**ABOUT THIS TASK:**
The line containing "Task: place one keypoint on every instance of the bowl interior" marks where to begin. Write out that line and every line after it exactly, through the last line below.

**SOURCE INFORMATION:**
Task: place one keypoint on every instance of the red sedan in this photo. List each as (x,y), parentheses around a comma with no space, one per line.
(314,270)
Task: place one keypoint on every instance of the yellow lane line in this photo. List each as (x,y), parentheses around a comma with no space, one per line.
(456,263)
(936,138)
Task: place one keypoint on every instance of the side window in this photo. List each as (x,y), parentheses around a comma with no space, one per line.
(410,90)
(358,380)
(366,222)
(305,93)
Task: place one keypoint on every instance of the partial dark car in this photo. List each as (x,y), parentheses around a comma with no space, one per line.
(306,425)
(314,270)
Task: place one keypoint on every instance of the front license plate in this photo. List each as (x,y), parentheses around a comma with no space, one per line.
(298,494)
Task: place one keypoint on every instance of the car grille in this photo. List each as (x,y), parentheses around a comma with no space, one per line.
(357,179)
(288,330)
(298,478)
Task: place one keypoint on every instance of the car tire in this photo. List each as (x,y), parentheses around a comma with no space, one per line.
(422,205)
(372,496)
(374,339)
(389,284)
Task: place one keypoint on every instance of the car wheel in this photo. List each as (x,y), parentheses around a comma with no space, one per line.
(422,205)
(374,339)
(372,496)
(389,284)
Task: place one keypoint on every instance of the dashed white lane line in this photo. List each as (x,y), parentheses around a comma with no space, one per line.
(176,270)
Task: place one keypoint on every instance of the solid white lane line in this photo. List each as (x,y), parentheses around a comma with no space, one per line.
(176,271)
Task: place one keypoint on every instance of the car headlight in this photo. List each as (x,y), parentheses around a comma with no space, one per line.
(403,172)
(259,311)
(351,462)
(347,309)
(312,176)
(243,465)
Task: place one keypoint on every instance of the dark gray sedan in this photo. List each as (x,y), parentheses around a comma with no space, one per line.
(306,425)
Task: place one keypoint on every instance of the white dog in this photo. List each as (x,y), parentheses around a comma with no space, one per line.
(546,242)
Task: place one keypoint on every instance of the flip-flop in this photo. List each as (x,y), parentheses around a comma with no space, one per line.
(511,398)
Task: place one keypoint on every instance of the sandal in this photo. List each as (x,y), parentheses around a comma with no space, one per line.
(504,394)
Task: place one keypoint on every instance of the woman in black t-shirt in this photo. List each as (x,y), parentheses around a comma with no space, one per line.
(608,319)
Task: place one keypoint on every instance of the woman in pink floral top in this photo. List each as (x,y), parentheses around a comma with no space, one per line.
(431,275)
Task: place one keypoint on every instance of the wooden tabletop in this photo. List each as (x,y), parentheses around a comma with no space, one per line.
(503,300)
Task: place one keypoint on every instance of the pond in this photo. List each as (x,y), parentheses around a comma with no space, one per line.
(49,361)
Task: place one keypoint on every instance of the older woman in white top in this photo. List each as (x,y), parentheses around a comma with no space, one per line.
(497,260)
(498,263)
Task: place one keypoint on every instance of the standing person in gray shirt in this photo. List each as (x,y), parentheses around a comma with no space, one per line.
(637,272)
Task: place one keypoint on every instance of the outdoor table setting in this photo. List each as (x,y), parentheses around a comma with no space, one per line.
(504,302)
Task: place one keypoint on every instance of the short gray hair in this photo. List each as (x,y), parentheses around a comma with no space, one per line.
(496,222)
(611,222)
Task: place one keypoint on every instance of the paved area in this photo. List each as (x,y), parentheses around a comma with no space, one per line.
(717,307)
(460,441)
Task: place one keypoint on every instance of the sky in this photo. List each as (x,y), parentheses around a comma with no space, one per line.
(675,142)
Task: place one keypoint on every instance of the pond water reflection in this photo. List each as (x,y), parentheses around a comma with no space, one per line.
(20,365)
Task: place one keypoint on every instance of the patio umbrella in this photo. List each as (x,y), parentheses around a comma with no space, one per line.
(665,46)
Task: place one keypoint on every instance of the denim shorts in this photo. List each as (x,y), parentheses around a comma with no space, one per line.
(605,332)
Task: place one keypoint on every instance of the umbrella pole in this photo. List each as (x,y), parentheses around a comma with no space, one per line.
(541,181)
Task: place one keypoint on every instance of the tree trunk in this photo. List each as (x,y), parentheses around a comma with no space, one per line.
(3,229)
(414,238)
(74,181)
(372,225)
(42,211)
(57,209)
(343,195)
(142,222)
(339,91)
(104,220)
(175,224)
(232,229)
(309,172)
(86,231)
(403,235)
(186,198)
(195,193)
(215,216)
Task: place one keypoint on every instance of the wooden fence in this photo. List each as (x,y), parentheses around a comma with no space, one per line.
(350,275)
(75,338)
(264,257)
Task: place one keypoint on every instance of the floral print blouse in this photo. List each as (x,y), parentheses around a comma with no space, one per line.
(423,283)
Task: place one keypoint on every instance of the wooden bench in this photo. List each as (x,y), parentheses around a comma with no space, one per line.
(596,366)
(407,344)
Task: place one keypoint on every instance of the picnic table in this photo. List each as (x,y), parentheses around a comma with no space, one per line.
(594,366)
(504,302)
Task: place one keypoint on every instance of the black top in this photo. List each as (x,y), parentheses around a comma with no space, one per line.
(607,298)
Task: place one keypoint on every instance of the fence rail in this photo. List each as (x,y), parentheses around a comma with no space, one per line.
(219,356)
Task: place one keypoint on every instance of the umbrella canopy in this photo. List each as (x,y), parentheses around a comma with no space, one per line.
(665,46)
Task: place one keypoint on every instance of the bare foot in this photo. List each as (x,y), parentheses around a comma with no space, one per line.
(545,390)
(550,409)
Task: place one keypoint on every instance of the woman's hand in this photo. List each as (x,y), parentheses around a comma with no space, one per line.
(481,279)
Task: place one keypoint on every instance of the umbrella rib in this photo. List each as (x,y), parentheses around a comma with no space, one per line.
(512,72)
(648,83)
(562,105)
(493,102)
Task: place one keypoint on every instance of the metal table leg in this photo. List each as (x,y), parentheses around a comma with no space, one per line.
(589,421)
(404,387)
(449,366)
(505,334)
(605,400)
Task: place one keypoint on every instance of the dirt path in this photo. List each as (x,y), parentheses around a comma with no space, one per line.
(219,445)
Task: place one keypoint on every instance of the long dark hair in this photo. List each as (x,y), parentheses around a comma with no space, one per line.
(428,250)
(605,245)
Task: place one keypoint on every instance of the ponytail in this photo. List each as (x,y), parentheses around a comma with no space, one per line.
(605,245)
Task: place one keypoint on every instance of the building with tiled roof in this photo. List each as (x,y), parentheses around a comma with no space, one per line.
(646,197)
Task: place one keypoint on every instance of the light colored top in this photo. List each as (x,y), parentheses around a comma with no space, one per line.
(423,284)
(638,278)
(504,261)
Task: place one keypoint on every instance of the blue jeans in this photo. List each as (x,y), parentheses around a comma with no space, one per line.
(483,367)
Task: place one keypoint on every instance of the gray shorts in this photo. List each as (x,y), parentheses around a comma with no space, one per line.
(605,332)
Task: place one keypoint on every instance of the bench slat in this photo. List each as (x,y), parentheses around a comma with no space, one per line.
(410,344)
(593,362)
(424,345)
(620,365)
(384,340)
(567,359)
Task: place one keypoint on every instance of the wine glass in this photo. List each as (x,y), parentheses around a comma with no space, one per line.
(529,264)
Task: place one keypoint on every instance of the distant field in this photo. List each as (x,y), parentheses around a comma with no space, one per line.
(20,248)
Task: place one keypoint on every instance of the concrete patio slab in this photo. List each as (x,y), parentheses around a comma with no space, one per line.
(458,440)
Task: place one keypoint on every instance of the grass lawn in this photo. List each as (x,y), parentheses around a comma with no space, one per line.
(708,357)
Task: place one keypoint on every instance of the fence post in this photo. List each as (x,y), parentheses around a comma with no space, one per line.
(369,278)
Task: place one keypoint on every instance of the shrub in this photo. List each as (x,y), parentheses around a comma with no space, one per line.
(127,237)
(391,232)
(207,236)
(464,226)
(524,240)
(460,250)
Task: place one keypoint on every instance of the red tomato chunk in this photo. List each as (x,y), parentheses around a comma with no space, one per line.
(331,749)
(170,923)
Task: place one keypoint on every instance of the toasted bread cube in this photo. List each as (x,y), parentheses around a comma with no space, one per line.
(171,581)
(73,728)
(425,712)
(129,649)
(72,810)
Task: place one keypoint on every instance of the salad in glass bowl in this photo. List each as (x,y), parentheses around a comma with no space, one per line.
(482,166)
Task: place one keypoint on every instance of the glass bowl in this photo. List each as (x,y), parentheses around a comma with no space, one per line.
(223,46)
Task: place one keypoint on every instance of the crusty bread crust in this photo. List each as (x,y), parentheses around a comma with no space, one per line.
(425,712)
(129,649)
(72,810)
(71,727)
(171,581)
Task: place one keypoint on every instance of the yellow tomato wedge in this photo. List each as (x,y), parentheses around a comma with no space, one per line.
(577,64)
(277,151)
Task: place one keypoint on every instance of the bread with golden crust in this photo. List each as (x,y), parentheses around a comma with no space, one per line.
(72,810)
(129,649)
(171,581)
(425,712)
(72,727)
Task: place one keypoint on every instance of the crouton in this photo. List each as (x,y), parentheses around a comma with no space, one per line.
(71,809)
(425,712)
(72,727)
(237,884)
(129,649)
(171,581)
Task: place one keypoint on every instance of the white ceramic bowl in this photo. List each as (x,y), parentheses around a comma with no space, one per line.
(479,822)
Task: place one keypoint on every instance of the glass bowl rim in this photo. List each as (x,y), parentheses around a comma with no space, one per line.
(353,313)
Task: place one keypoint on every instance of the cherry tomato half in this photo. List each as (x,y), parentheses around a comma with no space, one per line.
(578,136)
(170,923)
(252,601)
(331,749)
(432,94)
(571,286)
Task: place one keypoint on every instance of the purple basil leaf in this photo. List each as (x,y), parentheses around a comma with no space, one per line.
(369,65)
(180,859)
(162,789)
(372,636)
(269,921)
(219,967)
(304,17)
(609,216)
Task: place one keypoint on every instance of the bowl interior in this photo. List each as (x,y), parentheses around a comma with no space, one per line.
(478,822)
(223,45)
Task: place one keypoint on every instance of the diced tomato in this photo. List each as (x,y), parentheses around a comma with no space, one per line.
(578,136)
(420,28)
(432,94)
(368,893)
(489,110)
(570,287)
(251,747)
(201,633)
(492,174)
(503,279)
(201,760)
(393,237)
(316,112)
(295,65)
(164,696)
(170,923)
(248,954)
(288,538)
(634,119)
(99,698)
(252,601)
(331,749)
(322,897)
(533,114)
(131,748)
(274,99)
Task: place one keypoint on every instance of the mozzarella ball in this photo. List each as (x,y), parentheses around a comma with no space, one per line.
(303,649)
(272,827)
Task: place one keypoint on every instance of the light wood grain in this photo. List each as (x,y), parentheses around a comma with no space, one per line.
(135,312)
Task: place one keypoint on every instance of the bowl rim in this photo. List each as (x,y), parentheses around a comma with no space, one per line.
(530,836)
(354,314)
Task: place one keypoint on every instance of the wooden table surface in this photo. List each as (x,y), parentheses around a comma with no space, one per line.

**RESPONSE TO THIS TASK:**
Task: place one keypoint on every instance of the bowl interior in this photo. List each as (x,y), parentheses around a comma with no space, one per line.
(478,822)
(223,45)
Task: place one keypoint on every instance of the diced tomato in this photo. List each as (x,y), parentheses around a comma with no space, one per line.
(578,136)
(420,28)
(432,94)
(368,893)
(489,110)
(570,287)
(251,747)
(201,633)
(492,174)
(503,279)
(201,760)
(393,237)
(316,112)
(295,65)
(164,696)
(170,923)
(248,954)
(288,538)
(634,119)
(99,698)
(252,601)
(331,749)
(322,897)
(533,114)
(131,748)
(274,99)
Task: place one keypoint on every instance of the mozzarella ball in this photo. List each as (x,y), parentheses around a comma with no space, one per line.
(303,649)
(272,827)
Task: place one keypoint on every instance of the light wood grain in this photo. List each as (x,y), parentheses around a comma with no space, one per line.
(135,312)
Task: place one keypoint on every instance of the bowl rim in this photo. List each as (x,y), parentheses around a comma with no space, one per line.
(530,836)
(354,314)
Task: place one keypoint on every instance of the wooden table surface in this photo. List each as (x,y), parentheses around a comma with no space, one per line.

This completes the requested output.